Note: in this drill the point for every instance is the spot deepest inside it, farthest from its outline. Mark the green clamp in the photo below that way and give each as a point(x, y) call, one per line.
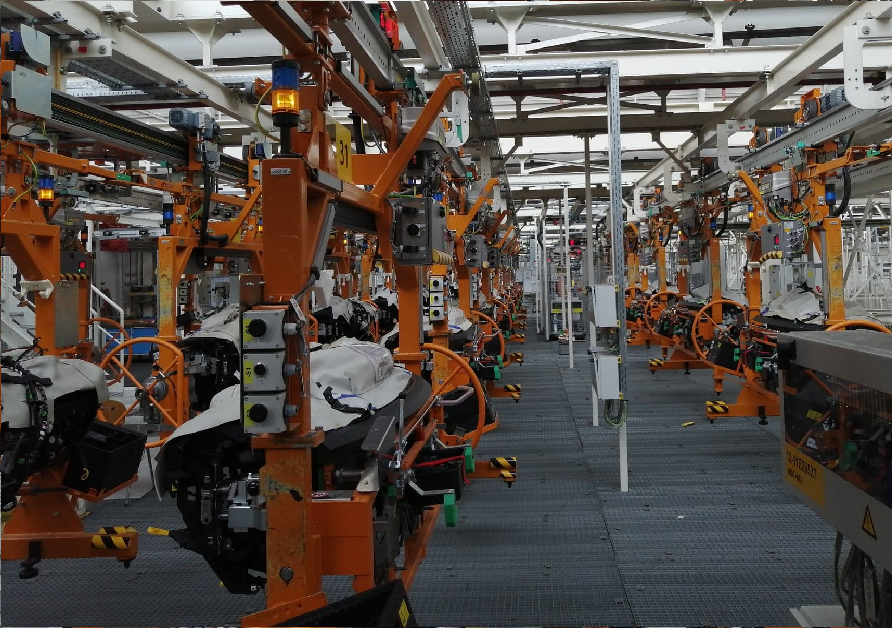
point(450, 510)
point(469, 459)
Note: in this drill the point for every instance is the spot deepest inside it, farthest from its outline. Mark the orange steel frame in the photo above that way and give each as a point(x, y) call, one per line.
point(312, 537)
point(754, 399)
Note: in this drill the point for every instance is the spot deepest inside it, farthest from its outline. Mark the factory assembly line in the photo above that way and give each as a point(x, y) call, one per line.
point(337, 313)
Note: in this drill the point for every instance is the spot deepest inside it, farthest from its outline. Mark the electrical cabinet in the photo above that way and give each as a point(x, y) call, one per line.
point(605, 375)
point(475, 251)
point(419, 230)
point(604, 306)
point(787, 236)
point(264, 371)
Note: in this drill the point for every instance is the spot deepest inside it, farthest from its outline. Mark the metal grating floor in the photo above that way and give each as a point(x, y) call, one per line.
point(707, 534)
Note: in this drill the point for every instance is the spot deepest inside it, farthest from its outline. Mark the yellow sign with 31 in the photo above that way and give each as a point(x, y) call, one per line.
point(344, 153)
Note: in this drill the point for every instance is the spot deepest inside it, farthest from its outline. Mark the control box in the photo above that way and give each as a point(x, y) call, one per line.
point(475, 251)
point(787, 236)
point(604, 306)
point(777, 187)
point(494, 257)
point(605, 374)
point(264, 368)
point(419, 230)
point(437, 307)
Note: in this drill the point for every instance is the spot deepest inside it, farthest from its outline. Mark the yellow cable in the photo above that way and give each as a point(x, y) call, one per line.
point(33, 179)
point(257, 116)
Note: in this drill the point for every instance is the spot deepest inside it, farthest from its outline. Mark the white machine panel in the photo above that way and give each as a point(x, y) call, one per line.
point(604, 306)
point(606, 375)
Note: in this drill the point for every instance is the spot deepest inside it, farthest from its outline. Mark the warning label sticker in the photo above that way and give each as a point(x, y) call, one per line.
point(804, 473)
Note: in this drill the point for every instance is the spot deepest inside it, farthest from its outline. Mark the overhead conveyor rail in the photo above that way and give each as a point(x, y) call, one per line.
point(846, 119)
point(78, 116)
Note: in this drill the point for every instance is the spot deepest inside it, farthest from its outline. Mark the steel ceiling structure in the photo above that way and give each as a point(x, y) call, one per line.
point(682, 67)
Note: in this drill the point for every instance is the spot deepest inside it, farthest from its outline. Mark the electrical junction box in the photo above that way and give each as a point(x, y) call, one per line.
point(263, 330)
point(475, 251)
point(682, 253)
point(777, 186)
point(836, 408)
point(264, 413)
point(263, 372)
point(604, 306)
point(76, 263)
point(419, 230)
point(787, 236)
point(494, 257)
point(605, 374)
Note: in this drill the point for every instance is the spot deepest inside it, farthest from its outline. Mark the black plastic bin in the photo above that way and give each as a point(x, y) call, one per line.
point(383, 606)
point(106, 457)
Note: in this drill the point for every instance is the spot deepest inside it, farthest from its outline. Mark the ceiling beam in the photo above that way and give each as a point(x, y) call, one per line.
point(415, 17)
point(779, 81)
point(683, 121)
point(137, 53)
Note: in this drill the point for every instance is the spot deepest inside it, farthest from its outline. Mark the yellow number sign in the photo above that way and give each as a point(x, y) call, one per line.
point(344, 156)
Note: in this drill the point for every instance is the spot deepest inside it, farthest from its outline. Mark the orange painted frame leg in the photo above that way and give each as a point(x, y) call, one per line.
point(46, 522)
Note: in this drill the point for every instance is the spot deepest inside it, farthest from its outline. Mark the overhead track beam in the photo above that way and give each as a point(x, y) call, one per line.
point(415, 17)
point(779, 81)
point(136, 53)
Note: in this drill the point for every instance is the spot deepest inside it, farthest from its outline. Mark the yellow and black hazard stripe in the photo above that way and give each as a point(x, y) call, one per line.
point(110, 537)
point(500, 462)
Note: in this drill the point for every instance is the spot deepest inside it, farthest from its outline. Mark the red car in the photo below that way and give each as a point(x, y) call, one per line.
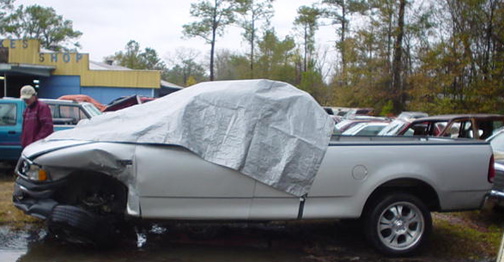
point(474, 126)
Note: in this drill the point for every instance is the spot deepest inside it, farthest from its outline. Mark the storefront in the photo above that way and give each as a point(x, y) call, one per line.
point(66, 73)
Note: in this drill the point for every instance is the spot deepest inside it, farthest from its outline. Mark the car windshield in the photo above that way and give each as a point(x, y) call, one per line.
point(498, 142)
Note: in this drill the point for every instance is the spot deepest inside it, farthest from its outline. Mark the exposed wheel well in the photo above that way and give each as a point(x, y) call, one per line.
point(93, 191)
point(416, 187)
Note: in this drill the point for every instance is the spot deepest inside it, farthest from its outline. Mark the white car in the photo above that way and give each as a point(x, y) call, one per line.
point(253, 150)
point(365, 129)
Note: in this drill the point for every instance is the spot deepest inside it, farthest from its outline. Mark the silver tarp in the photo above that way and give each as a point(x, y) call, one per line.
point(267, 130)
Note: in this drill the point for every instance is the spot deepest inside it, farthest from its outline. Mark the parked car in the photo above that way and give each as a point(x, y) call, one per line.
point(345, 124)
point(399, 123)
point(473, 126)
point(365, 129)
point(126, 101)
point(352, 113)
point(497, 143)
point(251, 150)
point(83, 98)
point(65, 115)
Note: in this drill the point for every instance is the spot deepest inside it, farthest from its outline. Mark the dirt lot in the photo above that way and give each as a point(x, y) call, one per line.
point(464, 236)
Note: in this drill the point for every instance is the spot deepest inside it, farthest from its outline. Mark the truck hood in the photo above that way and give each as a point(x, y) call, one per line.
point(42, 147)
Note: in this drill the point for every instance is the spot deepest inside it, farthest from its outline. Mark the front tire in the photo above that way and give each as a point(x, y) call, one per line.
point(397, 224)
point(78, 226)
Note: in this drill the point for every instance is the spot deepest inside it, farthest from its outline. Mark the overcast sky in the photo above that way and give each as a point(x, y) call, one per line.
point(108, 25)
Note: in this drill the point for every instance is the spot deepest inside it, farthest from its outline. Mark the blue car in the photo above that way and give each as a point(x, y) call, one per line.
point(65, 114)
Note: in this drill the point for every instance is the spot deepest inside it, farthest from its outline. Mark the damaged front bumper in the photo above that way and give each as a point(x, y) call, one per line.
point(32, 197)
point(35, 200)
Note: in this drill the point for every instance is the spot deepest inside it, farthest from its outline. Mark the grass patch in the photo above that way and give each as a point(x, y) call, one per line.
point(473, 235)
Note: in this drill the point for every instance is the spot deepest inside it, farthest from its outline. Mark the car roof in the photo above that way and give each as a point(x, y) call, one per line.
point(457, 116)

• [ACTIVITY]:
Please copy the data shown above, line by line and exactly, omitting the images.

• [TASK RESULT]:
Note: in this drill the point for every instance is the spot deepest inside it, farthest from its outline. Mark the green clamp in the photo below that way and give each as a point(x, y) call, one per line.
point(450, 510)
point(469, 459)
Note: in this drill the point for every instance is the spot deepest inside it, farthest from its outline. Mark the orange steel frame in the photo above that way and give each as a point(x, y) call, one per line.
point(312, 537)
point(754, 399)
Note: in this drill the point for every instance is the spot deepest inside it, farthest from its outline. Mark the factory assembly line in the photo above that way and give each as a point(x, y) call, one per line.
point(337, 313)
Note: in this drill the point for every instance is the spot deepest inside it, farthest from its outline. Mark the electrical cabinet in the photo above that way and give each as a point(x, y) call, one per line.
point(605, 375)
point(475, 251)
point(419, 230)
point(604, 306)
point(787, 236)
point(264, 371)
Note: in this drill the point for every instance is the spot deepest inside it, farthest from its outline. Mark the metal grating floor in the photo above that way and give each as a point(x, y) call, one per line.
point(707, 534)
Note: in this drill the point for every instance is the spot deepest inside it, farthest from its outline. Mark the yellow sign with 31 in the photo above that way and give each as a point(x, y) call, one per line.
point(344, 153)
Note: in this drill the point for every instance is the spot deepest inside it, farthest from its outline. Mark the control box in the photo above that way and give each as a point(x, y) call, one per line.
point(475, 251)
point(787, 236)
point(604, 306)
point(777, 187)
point(494, 257)
point(605, 374)
point(264, 368)
point(419, 230)
point(437, 307)
Note: in this drill the point for every instance is the spot deepest inside it, farthest from its outline. Mark the yellow cable in the photo above that way and give each as a point(x, y) call, one per line.
point(33, 179)
point(257, 116)
Note: in this drill the point for every instance is the spot deepest inside it, farthest from its outline. Mark the white machine panel in the photo above that way and give each as a point(x, y) call, one per line.
point(604, 306)
point(606, 375)
Note: in this drill the point for every instance is the spot deepest inside it, farthest from its outline. Mark the warning label sticker in the photo above that way and give each as a point(x, y) call, one per line.
point(804, 473)
Note: in this drill the point for every instance is the spot deepest inside it, farthest from its outline. Mark the overhead conveyor rail in the photo above that way and give each as a point(x, y) call, one per line.
point(846, 119)
point(78, 116)
Note: in this drill the point for every instance is the spot deepest inside it, farthest from its outline. Mark the steel ceiling structure in the photo above that way and give each as a point(x, y) call, one per line.
point(682, 67)
Note: in this drill the point for every instance is the spot deepest inside it, farthest from its outline. Mark the electrical junction box in the photo above that way and give each as a point(x, y) call, one per line.
point(263, 330)
point(475, 251)
point(682, 253)
point(777, 186)
point(836, 408)
point(264, 413)
point(263, 372)
point(604, 306)
point(76, 263)
point(419, 230)
point(787, 236)
point(494, 257)
point(605, 374)
Note: in this drill the point for every instance is the spot deepest inside it, farthest from its outline. Mark the black plastic bin in the photo above that way and give each as a point(x, y) call, one per line.
point(383, 606)
point(106, 457)
Note: in this drill the point for every instance is the spot deepest inside it, farthest from its outline. Mark the ceiling beam in the photo above that way and give each as a point(x, y) call, one per line.
point(415, 17)
point(779, 81)
point(683, 121)
point(137, 53)
Note: in this drill the point for every instance is the spot deepest inside it, farthest from its outline. Mark the yellow number sign in the photo above that way and give each as a point(x, y) call, one per line.
point(344, 156)
Note: in this drill the point for every instance is the spot deepest inside it, farthest from its outline. Mark the orange painted frame leg in the photo above that way and give each as a point(x, y) call, one per line.
point(46, 522)
Note: in this drill the point for every instance is the spot deepest inside it, farthest from its outline. Mark the overhead track beam in the photo above that way and give each as a point(x, y) call, one per line.
point(415, 17)
point(779, 81)
point(136, 53)
Note: in this drill the point for every instance is the spot deepest inside it, farthest from its outline. Mark the yellow and black hazard stripe in the photo above that way and give each as a point(x, y) call, one per line.
point(110, 537)
point(500, 462)
Note: in this drill the point for every instance is the spot deepest inside it, farthest from its outline. Mark the red car in the photo below that way and give each as a point(x, y) call, one per line.
point(474, 126)
Note: in this drill the point for every instance is the spot deepest inside it, farthest from its outline. Mark the storefront in the photo above that way and give each as a point(x, y) call, one per line.
point(66, 73)
Note: in this drill the point for every instance is the spot deepest inside it, farthest from its outline. Mark the car windshield in the photo above that way and give each as a point(x, y) call, one per line.
point(498, 142)
Note: in this drill the point for every instance is the spot deepest inside it, farthest from its outline. Mark the exposed wheel well in the photo above that way and give each as a point(x, y) call, one per line.
point(93, 191)
point(416, 187)
Note: in this drill the point for every instance is the spot deepest inside it, farthest from its outline. Mark the white car in the photo above that way and give each as a point(x, y) call, one per line.
point(253, 150)
point(365, 129)
Note: in this drill the point for every instance is the spot deepest inside it, farthest from its outline. Mark the silver tarp in the photo above that way and give each as a point(x, y) call, one per line.
point(267, 130)
Note: in this drill the point for every instance is the spot deepest inside it, farthest from its outline. Mark the parked car in the photo above that way and give each as a point(x, y) call, one per line.
point(345, 124)
point(399, 123)
point(473, 126)
point(365, 129)
point(126, 101)
point(352, 113)
point(497, 143)
point(251, 150)
point(83, 98)
point(65, 115)
Note: in this drill the point for every instance is the spot deepest inside it, farthest from its outline. Mark the dirt lot in the photo above that way and give each as a point(x, y) call, one per line.
point(464, 236)
Note: in this drill the point for every instance is the spot deepest inside it, farthest from its outline. Mark the truck hood in the photo above that way and give each as a point(x, y) call, one per line.
point(42, 147)
Note: in this drill the point for every instance is the spot deepest inside it, farthest from its outline. Mark the front tire in the photo above that way and give each as a point(x, y) call, one per line.
point(397, 224)
point(78, 226)
Note: in this drill the point for every instance is the spot deepest inside it, farthest from its outline. Mark the overcast sky in the photo above that way and give each as a point(x, y) call, one per line.
point(108, 25)
Note: in this drill the point for every instance is the spot deepest inside it, farthest from its outline. Mark the blue car in the photo above that way and give each as a point(x, y) call, one per line.
point(65, 114)
Note: in this drill the point for every instance is the spot deepest inside it, farthest from its outline. Mark the damaged front bumper in the photo above that way and give each as a point(x, y) call, one per line.
point(32, 197)
point(35, 200)
Note: in this drill the point for every instance is the spot deepest inside it, farthest from its outline. Mark the grass patch in the photo above that way and give each as a point(x, y) call, one per line.
point(473, 235)
Note: in this drill the point for every instance is the spot deepest inside it, farthest from its outline. Mark the car roof in the photo above that way and give each as a point(x, y) call, one per line.
point(457, 116)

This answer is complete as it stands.